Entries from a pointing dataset
··········

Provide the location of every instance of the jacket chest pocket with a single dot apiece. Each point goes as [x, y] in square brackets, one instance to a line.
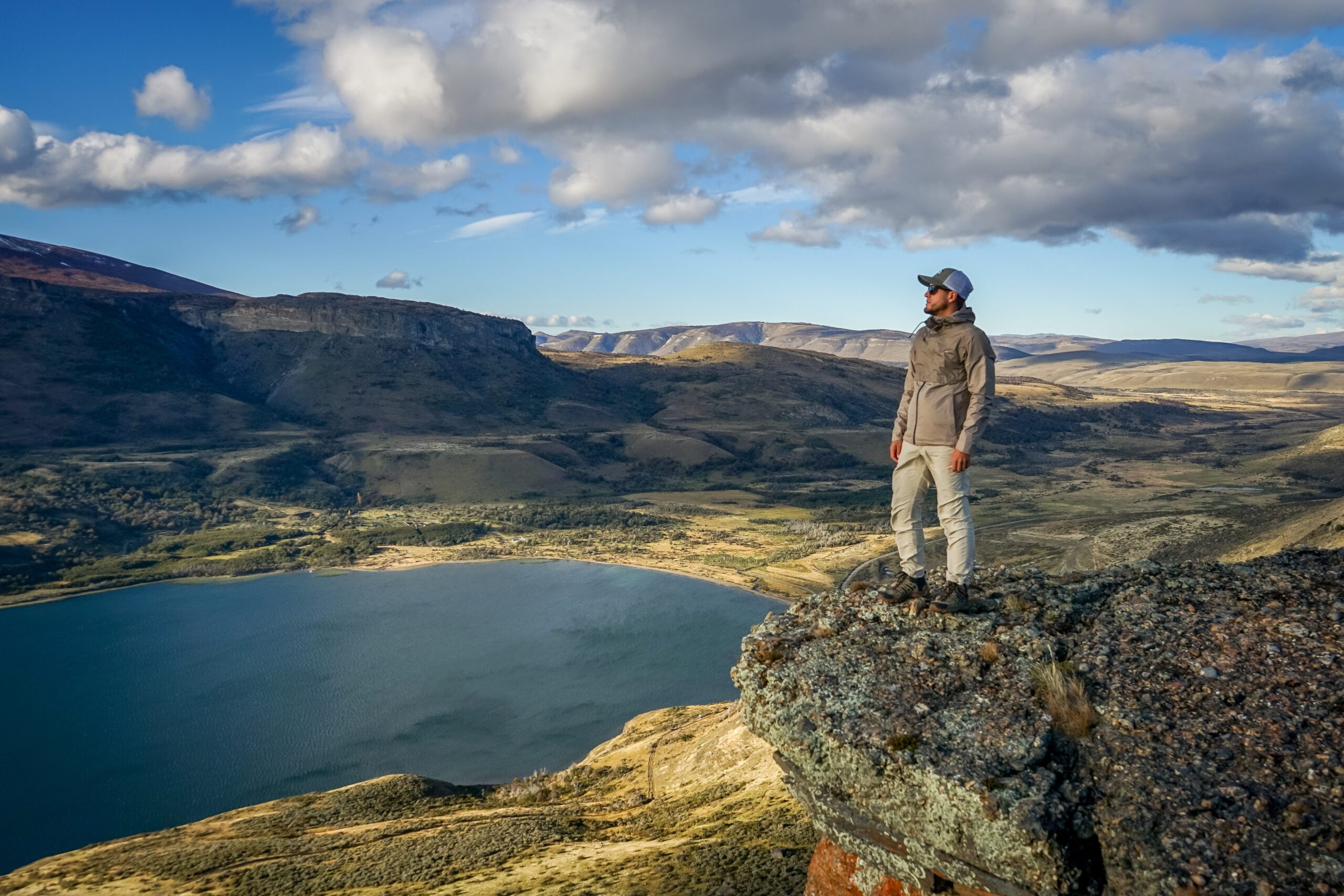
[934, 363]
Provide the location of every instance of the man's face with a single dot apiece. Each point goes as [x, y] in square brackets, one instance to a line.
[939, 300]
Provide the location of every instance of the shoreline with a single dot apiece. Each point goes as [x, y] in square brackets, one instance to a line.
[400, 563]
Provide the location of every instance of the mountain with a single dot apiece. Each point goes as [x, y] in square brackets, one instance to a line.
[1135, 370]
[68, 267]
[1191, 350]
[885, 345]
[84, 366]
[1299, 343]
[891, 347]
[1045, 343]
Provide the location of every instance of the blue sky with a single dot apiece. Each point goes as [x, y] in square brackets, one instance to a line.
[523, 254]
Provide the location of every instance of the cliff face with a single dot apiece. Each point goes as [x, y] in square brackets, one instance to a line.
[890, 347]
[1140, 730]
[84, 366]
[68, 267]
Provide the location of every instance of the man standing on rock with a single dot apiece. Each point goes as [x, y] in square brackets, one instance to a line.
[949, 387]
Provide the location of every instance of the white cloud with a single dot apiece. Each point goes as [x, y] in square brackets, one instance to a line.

··········

* _What needs to be done_
Reproduce each line of the records above, leaving out the picture.

* _Solution below_
Provide the location of every instance of the jacket chest pocket with a single dot apiece. Each point goes as [x, y] in square brackets, one instance to a line.
[934, 363]
Provide the location of every instance of the man's face with a single dot apiece. Each point goes as [x, y] in square brackets, one instance to a line.
[939, 300]
Provide the location of every instance of the shoreline with a single dot apiece. Each point goes as [x, y] in square brackets, one instance to a line.
[400, 563]
Provide the location of every instance of the mountain with a single dot apiece. Each point goes as [x, y] in square brackets, one instance to a line.
[1135, 370]
[68, 267]
[1191, 350]
[885, 345]
[84, 366]
[1299, 343]
[891, 347]
[1045, 343]
Provide the location of every instance of the blue sky with a single dot apiece. Each point goes as [x, y] in square brackets, one instance to a line.
[523, 254]
Provide the location of every instance of the cliff face with a single dot apiece. Each point goes as [x, y] in square brackets, one instance to a line.
[890, 347]
[1140, 730]
[84, 366]
[68, 267]
Provide the location of every instance of the man standing on rock with a single dot apiece. Each point goes as [x, y] in square brackets, one instance to a line.
[949, 387]
Provide the location of every instance of the white cloud with a single dot apiece. Each point goes as [x, y] in square brackets, one instance to a line.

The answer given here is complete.